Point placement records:
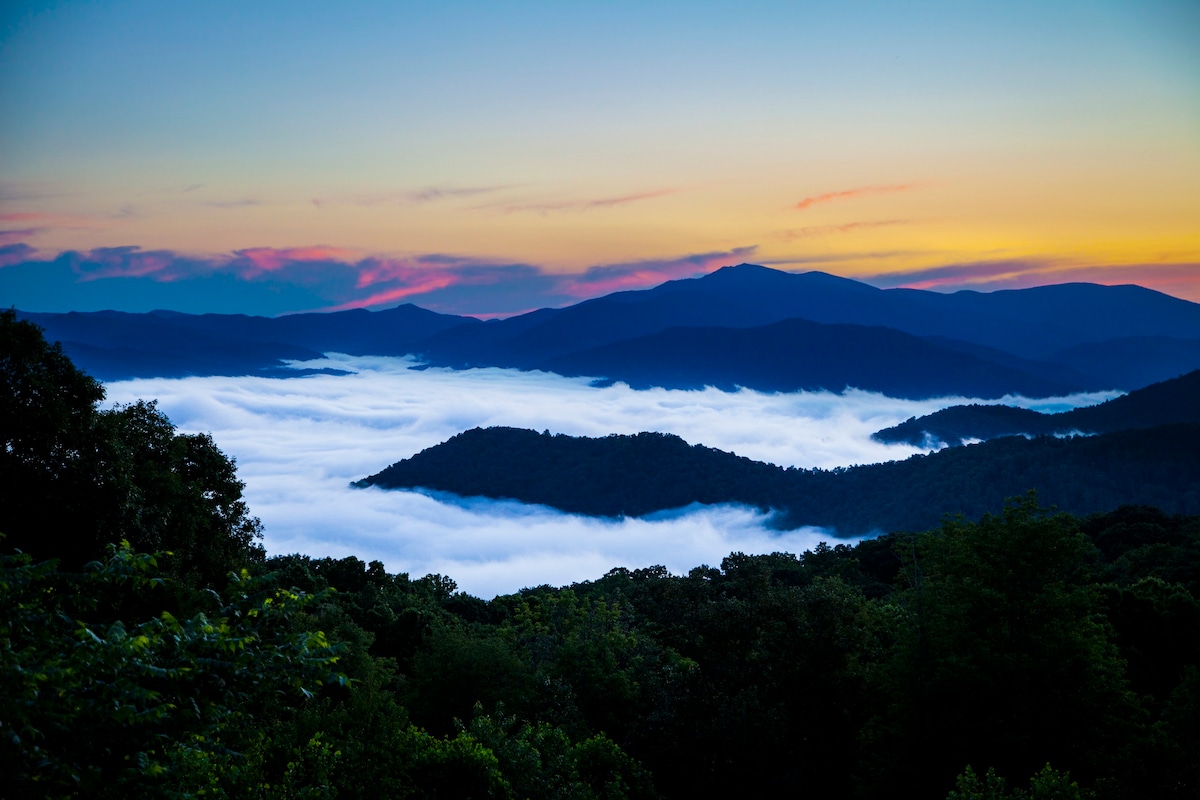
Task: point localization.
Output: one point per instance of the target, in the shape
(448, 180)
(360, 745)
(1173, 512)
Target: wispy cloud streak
(845, 228)
(1181, 280)
(850, 193)
(576, 205)
(337, 278)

What to do: Rewrite the lines above, replacing "instance" with "occurrence" and keeping everything else unchanged. Leave the pictures out of your answer.

Exercise solution:
Task: point localization.
Output: one point per occurrence of the target, in the shape
(448, 180)
(360, 745)
(1173, 512)
Target: wispy cloud streak
(845, 228)
(1181, 280)
(850, 193)
(576, 205)
(337, 278)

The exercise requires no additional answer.